[Directions for this task] Reproduce the stretch of data below from the line containing "object=football glove" through the last line of the data, copying each line without any change.

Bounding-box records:
====
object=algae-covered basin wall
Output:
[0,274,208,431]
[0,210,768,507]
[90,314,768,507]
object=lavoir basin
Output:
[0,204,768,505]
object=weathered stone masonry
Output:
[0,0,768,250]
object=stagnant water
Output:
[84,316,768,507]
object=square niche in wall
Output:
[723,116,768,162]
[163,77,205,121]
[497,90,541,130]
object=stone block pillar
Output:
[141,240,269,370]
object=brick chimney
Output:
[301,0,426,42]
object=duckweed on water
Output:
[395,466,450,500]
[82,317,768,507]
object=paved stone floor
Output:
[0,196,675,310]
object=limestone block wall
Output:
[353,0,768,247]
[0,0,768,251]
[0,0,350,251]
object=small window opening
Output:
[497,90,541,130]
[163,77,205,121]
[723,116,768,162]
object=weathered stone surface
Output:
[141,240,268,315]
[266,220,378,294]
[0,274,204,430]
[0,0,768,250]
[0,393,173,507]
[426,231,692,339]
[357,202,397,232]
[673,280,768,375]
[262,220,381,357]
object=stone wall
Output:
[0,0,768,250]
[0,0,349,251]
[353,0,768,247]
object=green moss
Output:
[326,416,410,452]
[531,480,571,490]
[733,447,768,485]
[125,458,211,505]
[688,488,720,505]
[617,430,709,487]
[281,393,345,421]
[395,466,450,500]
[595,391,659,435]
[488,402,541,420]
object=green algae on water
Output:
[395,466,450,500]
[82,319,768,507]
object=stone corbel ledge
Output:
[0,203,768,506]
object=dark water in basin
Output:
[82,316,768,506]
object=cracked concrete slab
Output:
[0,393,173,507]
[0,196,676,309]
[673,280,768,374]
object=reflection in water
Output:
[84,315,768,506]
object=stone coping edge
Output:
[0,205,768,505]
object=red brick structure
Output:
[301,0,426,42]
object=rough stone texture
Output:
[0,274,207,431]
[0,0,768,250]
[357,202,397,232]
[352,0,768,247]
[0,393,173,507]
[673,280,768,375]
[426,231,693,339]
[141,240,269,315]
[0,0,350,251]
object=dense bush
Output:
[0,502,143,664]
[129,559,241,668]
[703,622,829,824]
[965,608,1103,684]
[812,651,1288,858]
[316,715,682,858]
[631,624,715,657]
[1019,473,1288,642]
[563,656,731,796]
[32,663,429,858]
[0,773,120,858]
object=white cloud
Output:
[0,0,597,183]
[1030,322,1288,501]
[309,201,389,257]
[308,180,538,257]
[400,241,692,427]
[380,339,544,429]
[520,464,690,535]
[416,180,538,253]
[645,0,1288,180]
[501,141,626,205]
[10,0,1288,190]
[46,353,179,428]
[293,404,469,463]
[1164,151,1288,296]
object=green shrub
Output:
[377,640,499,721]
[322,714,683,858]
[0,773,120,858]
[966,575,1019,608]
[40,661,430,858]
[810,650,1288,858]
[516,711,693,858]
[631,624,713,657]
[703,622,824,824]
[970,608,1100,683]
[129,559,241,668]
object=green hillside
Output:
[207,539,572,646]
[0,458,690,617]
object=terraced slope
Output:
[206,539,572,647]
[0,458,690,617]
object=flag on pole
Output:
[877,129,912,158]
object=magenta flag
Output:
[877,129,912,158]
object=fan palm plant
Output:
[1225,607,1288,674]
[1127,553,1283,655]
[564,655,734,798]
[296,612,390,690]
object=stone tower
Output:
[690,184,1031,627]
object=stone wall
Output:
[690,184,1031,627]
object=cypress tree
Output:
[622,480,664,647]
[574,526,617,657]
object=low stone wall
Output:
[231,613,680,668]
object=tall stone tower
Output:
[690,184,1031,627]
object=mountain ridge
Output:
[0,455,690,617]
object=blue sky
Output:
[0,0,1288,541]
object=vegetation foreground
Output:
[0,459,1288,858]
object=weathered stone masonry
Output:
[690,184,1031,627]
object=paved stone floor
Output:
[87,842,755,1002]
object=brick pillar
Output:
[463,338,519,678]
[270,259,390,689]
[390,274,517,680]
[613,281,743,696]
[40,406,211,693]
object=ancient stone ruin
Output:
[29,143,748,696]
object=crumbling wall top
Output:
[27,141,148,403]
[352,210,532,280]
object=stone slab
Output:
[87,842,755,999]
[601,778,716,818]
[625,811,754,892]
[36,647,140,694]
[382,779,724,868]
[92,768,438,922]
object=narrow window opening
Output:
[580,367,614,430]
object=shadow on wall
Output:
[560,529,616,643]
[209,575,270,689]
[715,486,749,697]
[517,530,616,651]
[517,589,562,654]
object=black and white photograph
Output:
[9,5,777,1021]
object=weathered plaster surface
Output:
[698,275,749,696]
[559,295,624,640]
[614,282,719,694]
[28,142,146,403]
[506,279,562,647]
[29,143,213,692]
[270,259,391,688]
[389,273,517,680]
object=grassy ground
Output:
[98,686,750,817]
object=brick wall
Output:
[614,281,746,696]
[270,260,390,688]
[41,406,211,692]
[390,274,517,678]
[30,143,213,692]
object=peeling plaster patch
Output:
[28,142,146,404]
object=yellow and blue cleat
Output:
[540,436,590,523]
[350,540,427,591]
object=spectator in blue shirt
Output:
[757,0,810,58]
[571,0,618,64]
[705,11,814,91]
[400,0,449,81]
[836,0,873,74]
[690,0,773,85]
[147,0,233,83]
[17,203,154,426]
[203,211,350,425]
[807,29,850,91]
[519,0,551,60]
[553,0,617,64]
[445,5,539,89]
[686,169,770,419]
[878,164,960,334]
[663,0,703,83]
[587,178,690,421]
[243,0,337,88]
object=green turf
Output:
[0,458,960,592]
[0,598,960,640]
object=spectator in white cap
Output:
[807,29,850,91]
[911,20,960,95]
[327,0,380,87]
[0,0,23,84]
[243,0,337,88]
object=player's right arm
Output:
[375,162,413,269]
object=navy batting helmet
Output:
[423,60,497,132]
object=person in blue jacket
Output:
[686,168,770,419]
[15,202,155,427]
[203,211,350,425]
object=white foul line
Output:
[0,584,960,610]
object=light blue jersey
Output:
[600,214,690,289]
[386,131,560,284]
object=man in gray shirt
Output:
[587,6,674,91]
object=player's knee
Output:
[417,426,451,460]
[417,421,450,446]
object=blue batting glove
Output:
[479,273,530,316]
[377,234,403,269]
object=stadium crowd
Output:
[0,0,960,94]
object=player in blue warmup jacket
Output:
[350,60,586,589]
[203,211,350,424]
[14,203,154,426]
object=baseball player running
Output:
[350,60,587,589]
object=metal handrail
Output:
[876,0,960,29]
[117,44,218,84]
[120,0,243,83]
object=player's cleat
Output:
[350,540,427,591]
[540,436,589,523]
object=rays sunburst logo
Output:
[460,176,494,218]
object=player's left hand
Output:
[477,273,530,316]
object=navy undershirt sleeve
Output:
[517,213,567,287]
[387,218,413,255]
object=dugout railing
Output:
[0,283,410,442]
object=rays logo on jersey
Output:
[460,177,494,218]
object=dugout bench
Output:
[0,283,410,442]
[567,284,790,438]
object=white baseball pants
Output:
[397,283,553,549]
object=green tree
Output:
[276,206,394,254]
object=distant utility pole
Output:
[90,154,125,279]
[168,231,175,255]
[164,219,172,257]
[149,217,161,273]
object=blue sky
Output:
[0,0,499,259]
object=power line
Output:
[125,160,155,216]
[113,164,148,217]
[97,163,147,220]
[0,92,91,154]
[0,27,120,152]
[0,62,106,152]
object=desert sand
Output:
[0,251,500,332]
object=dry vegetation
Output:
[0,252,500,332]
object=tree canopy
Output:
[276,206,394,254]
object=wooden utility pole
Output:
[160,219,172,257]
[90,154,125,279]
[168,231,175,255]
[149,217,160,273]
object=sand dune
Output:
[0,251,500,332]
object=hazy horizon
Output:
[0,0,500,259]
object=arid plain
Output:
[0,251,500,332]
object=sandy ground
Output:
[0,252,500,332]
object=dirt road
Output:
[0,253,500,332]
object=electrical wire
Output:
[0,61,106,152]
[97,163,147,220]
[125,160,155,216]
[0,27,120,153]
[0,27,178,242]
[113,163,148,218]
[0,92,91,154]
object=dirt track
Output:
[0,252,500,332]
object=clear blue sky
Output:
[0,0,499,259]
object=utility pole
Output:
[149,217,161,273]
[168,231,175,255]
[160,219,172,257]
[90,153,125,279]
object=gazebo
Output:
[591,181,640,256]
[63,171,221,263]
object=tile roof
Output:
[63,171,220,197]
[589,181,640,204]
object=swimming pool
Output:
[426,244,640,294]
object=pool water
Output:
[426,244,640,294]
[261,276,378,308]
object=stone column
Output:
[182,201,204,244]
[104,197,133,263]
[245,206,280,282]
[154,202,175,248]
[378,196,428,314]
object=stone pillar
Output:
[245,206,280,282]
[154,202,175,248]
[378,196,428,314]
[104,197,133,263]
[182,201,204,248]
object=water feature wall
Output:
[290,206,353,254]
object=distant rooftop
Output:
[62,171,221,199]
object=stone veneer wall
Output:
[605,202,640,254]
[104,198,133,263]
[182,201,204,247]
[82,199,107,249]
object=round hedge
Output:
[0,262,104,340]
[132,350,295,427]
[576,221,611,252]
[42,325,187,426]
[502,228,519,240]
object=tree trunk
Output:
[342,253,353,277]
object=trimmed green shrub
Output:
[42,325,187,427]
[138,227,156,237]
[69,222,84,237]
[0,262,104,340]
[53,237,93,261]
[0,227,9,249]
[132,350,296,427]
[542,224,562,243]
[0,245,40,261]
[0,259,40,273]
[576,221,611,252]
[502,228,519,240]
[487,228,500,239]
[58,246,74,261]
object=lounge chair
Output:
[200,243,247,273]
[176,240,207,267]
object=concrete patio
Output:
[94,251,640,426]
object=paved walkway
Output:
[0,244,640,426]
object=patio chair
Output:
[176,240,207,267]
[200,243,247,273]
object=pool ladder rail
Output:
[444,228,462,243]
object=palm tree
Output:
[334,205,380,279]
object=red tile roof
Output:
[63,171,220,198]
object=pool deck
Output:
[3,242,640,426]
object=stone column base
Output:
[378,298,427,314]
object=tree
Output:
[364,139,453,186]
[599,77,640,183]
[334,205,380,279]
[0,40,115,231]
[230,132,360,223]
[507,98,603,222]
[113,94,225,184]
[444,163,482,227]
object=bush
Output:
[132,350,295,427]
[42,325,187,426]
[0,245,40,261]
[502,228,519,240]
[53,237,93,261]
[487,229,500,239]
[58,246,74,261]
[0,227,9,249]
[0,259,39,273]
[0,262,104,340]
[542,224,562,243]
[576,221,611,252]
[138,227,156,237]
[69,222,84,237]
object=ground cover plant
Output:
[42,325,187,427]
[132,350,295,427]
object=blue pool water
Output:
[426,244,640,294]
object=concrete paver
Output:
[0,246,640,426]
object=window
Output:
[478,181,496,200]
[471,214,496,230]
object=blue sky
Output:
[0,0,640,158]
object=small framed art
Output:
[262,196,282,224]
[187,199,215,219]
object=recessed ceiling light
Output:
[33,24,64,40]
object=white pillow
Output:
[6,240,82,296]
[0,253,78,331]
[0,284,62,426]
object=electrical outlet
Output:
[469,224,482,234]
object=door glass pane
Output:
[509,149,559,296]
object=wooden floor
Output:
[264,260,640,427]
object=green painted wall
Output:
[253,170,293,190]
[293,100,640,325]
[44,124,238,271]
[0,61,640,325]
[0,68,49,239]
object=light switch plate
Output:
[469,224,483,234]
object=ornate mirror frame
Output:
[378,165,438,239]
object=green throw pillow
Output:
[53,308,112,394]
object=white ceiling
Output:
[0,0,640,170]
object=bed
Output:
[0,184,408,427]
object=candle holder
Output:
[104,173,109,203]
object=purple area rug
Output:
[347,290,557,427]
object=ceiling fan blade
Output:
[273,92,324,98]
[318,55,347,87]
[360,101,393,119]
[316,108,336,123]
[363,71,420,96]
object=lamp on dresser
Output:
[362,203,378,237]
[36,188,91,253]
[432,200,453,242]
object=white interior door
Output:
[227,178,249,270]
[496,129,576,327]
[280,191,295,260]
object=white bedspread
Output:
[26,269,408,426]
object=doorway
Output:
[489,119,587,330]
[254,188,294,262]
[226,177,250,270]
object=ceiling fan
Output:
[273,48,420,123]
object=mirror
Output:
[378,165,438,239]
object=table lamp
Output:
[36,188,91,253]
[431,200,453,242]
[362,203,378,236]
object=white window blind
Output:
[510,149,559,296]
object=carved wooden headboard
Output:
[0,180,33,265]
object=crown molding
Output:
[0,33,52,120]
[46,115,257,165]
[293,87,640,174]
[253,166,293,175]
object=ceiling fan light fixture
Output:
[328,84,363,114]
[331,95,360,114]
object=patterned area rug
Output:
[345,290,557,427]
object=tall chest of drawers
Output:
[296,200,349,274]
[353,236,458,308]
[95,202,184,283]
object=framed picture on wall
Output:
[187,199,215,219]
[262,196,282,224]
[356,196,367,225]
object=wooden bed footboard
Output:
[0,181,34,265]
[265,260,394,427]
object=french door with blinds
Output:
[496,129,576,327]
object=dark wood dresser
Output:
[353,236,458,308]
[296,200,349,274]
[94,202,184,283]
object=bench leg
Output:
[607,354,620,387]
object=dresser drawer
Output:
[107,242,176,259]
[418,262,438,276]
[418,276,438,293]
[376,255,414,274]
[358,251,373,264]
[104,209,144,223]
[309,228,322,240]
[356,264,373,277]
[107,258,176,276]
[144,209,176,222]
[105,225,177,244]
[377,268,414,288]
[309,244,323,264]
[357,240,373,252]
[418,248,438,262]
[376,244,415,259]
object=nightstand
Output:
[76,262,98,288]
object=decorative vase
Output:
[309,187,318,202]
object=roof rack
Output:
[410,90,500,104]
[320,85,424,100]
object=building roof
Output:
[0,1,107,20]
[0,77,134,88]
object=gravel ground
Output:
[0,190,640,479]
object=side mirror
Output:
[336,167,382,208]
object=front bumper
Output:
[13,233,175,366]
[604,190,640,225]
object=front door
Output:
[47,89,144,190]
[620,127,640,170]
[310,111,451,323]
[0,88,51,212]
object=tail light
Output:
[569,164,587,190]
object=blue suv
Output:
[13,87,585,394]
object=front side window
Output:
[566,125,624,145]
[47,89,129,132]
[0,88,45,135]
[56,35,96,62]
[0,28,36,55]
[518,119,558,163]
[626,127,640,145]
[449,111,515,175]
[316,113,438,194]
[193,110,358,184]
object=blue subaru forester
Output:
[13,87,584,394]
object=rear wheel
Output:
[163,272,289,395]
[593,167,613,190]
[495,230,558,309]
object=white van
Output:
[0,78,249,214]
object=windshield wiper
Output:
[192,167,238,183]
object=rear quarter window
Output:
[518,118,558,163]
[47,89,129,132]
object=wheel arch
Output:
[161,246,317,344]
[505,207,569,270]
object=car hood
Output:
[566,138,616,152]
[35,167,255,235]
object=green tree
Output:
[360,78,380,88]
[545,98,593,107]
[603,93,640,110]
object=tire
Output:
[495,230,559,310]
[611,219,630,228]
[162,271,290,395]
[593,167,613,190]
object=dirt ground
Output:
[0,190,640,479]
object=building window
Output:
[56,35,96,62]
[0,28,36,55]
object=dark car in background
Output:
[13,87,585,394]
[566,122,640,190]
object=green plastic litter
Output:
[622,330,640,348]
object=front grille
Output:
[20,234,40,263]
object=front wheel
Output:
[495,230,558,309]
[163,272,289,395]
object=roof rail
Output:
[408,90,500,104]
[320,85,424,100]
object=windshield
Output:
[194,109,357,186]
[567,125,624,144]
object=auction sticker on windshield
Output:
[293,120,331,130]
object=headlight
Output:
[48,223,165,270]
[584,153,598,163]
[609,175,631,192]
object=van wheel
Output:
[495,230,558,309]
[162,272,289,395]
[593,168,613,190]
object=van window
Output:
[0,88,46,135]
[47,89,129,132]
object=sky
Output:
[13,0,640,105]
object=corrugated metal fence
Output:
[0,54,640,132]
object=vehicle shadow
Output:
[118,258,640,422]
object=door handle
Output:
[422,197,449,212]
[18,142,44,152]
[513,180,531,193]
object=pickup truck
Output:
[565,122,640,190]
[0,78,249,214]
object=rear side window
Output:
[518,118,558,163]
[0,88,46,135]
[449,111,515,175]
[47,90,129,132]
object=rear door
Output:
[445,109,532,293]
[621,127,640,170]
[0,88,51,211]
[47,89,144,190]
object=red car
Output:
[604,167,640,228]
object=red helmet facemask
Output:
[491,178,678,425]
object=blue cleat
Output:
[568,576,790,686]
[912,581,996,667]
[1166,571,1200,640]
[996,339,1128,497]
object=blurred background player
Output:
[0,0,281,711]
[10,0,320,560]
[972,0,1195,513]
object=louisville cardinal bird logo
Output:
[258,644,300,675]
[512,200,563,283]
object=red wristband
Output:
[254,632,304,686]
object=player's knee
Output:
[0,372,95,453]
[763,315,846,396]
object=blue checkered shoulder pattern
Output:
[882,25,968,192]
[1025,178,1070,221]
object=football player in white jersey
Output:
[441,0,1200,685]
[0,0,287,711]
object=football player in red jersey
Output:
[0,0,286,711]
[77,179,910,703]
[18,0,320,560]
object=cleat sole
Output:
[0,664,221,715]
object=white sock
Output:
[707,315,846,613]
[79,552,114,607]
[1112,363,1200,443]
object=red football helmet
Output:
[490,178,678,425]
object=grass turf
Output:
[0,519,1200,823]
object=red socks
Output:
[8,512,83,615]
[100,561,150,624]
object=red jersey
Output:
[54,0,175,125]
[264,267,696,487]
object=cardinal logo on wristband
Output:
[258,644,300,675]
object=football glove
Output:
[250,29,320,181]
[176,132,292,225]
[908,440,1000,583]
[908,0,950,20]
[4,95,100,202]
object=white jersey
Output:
====
[Expected answer]
object=football glove
Output:
[250,29,320,181]
[176,132,292,225]
[908,440,1000,583]
[908,0,950,20]
[4,95,100,202]
object=white jersey
Output:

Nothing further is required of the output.